[START OF PASSAGE SHOWN]
Sunday, October 10, 2010

Blog Challenge 2010-10-10

A simple survey! I have to share my favorite, longest running simple survey. The author of the blog, Kevin's Meandering Mind, Kevin Hodgson, sixth grade teacher from Western MA  says,
Greetings.
It’s been quite some time since I have launched Day in a Sentence, the collaborative venture where I ask you, dear reader, to boil down your entire week or a day in the week (your choice) into a single reflective sentence. Then, you post your sentence as a comment to this blog post. My job is to collect all of your sentences and then publish them together over the weekend.
So, what do you say? Do you have  a pocket of reflective energy? How can you capture your week or a day in your week in a single sentence? Add your sentence to the comments here, and spread the word.
I have been a commenter to Kevin’s blog for over 2 years now. Most weeks I am able to comment, one sentence! Sometimes, I put the challenge aside and then I forget. However, this is the longest running response I have made in the digital world. Kevin is very creative and our responses have been in the form of alliteration, poems, sentences, on a whiteboard (Scribblar), one word and more. We even take turns as the prompt writer, collector and finally author of the post. Shared authoring helps spread out the tasks, and my sharing week.
[END OF PASSAGE SHOWN]
[START OF EXTRACTED INFORMATION]
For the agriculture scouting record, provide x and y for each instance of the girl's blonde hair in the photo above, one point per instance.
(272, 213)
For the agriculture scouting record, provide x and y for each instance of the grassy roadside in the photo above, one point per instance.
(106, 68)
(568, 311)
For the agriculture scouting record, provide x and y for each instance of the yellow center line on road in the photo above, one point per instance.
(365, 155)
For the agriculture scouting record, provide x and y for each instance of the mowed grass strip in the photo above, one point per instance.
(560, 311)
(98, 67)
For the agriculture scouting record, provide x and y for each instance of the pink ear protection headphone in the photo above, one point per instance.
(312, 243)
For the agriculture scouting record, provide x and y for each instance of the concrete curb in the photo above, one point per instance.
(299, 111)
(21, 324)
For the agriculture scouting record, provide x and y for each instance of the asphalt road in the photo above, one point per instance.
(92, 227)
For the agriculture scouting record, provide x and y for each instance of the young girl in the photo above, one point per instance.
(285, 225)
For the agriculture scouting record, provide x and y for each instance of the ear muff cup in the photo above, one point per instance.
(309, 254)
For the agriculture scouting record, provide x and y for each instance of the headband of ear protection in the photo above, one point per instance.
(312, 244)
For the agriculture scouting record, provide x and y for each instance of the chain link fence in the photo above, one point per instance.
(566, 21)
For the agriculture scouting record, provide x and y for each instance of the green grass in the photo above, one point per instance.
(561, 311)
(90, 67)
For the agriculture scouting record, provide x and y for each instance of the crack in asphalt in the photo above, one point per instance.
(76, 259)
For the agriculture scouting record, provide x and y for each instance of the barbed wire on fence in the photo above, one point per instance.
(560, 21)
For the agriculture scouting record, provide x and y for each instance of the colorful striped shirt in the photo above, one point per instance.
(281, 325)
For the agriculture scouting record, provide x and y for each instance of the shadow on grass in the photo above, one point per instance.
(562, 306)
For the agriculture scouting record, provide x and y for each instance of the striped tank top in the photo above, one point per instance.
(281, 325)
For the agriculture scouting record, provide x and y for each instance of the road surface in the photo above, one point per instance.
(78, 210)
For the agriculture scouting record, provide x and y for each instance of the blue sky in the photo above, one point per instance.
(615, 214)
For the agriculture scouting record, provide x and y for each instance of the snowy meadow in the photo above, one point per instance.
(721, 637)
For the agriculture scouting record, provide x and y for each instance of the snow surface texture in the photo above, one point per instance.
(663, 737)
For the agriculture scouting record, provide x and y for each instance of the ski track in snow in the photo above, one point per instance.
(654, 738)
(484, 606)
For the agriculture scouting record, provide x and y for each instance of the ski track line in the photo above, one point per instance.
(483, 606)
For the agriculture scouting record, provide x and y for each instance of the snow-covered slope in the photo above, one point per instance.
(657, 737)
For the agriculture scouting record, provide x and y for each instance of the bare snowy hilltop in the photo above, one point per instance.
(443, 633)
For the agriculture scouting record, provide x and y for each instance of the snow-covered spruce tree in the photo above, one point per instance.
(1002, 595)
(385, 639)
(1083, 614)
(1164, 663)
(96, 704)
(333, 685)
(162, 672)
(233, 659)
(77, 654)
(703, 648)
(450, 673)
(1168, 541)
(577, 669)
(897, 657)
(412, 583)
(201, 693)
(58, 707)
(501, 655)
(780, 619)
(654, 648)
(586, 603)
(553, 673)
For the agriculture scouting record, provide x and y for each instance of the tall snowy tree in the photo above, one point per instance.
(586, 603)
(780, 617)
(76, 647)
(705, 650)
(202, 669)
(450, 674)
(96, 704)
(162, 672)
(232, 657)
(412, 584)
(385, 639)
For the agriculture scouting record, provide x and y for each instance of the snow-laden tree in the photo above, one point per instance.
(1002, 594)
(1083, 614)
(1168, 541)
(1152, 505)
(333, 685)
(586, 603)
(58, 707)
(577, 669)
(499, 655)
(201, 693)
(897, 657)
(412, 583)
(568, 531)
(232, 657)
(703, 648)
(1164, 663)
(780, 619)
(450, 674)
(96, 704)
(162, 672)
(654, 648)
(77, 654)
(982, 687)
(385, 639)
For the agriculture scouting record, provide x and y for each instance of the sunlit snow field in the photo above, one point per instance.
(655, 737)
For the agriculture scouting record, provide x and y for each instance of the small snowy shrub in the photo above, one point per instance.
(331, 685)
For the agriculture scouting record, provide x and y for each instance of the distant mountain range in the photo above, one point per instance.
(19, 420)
[END OF EXTRACTED INFORMATION]
■ **LIST OF TASKS**:
1. Answer these questions about the blog post, one line each:
(a) What grade does Kevin Hodgson teach?
(b) For how long has the writer been commenting on Kevin's blog?
(c) What tool is named for the whiteboard responses?
2. Select every line of the listing that contains the string "track", treating uppercase and lowercase as different.

■ **SOLUTIONS PER TASK**:
1.
(a) Sixth grade
(b) Over 2 years
(c) Scribblar

2.
For the agriculture scouting record, provide x and y for each instance of the ski track in snow in the photo above, one point per instance.
For the agriculture scouting record, provide x and y for each instance of the ski track line in the photo above, one point per instance.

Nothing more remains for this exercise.